BRIEF:
Convert every line of the records below into a JSON list of strings, with one string per line and any blank lines omitted.

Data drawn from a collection
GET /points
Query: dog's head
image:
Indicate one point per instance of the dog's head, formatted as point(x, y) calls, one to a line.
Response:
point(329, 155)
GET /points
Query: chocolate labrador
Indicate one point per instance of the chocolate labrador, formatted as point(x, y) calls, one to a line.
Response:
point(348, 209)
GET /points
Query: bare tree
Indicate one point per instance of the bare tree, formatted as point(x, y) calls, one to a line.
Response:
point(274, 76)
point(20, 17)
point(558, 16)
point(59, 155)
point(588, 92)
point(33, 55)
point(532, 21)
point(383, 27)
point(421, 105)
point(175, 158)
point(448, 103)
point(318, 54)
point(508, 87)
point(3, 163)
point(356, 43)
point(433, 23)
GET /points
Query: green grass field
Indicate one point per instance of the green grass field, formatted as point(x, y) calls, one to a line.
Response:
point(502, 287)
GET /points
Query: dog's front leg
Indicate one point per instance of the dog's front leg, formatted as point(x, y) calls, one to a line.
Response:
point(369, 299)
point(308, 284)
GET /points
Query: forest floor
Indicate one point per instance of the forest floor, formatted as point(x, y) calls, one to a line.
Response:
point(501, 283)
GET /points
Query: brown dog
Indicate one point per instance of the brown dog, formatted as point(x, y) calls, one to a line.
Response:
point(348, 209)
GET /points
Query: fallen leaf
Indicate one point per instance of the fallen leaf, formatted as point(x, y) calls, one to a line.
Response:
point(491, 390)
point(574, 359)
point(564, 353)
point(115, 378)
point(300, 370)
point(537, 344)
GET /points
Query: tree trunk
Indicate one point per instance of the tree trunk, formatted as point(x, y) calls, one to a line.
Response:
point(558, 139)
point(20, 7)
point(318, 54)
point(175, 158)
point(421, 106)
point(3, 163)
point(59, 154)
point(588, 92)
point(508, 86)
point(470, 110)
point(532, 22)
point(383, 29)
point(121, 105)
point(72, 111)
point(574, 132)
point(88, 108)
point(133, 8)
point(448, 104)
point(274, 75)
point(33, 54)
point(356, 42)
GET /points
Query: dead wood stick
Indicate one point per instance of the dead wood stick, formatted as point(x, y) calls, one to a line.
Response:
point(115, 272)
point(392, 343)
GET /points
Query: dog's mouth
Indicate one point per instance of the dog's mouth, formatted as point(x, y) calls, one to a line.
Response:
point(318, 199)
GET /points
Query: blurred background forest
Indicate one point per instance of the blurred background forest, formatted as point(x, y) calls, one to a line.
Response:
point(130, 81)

RESPONSE TO THIS TASK:
[
  "GET /points",
  "Query: dog's head",
  "image:",
  "Indicate one point per instance of the dog's head, formatted as point(x, y) calls, one to a line.",
  "Response:",
  "point(329, 155)",
  "GET /points",
  "Query: chocolate labrador",
  "Indicate one point per instance of the chocolate labrador, formatted as point(x, y) calls, one to a line.",
  "Response:",
  "point(348, 209)",
  "GET /points",
  "Query: bare tree",
  "Indicate one point per instance of the bare tree, formatted as point(x, y) calls, one to a line.",
  "Response:",
  "point(274, 76)",
  "point(20, 17)",
  "point(558, 16)",
  "point(59, 155)",
  "point(588, 92)",
  "point(33, 55)",
  "point(532, 21)",
  "point(383, 27)",
  "point(421, 105)",
  "point(175, 158)",
  "point(448, 103)",
  "point(318, 54)",
  "point(508, 87)",
  "point(3, 163)",
  "point(356, 43)",
  "point(433, 23)",
  "GET /points",
  "Query: green grass field",
  "Indicate one point per instance of the green grass field, formatted as point(x, y) calls, one to a line.",
  "Response:",
  "point(502, 287)",
  "GET /points",
  "Query: dog's front leg",
  "Indicate one point per instance of the dog's front leg, formatted as point(x, y) calls, one to a line.",
  "Response:",
  "point(369, 299)",
  "point(308, 284)",
  "GET /points",
  "Query: forest floor",
  "Indicate one point per instance of the forest floor, formatted as point(x, y) calls, one to a line.",
  "Response:",
  "point(501, 283)",
  "GET /points",
  "Query: brown dog",
  "Indicate one point per instance of the brown dog, formatted as point(x, y) calls, one to a line.",
  "Response:",
  "point(348, 209)",
  "GET /points",
  "Query: fallen leaf",
  "Indicate one point per instance of the fallen leaf, formatted as point(x, y) calls, one to a line.",
  "Response:",
  "point(491, 390)",
  "point(574, 359)",
  "point(564, 353)",
  "point(115, 378)",
  "point(300, 370)",
  "point(537, 344)",
  "GET /points",
  "Query: tree trunk",
  "Indicate one point per instance of the tree trunk, formatted as point(x, y) calls, one to a line.",
  "Response:",
  "point(558, 139)",
  "point(20, 7)",
  "point(318, 54)",
  "point(175, 158)",
  "point(421, 106)",
  "point(3, 163)",
  "point(59, 154)",
  "point(588, 92)",
  "point(508, 86)",
  "point(470, 110)",
  "point(532, 22)",
  "point(383, 29)",
  "point(121, 105)",
  "point(72, 111)",
  "point(574, 132)",
  "point(88, 108)",
  "point(133, 8)",
  "point(448, 104)",
  "point(274, 75)",
  "point(33, 54)",
  "point(356, 42)",
  "GET /points",
  "Query: dead wood stick",
  "Indicate one point per instance of the dead wood stick, formatted as point(x, y) calls, one to a line.",
  "Response:",
  "point(115, 272)",
  "point(392, 343)",
  "GET /points",
  "Query: dog's mouth",
  "Indicate one point per instance of the dog's mouth, formatted as point(x, y) calls, one to a line.",
  "Response:",
  "point(318, 199)",
  "GET /points",
  "Query: blurred background forest",
  "Indicate one point per instance of the blurred background forest, formatted as point(x, y) calls, one to a line.",
  "Response:",
  "point(130, 81)"
]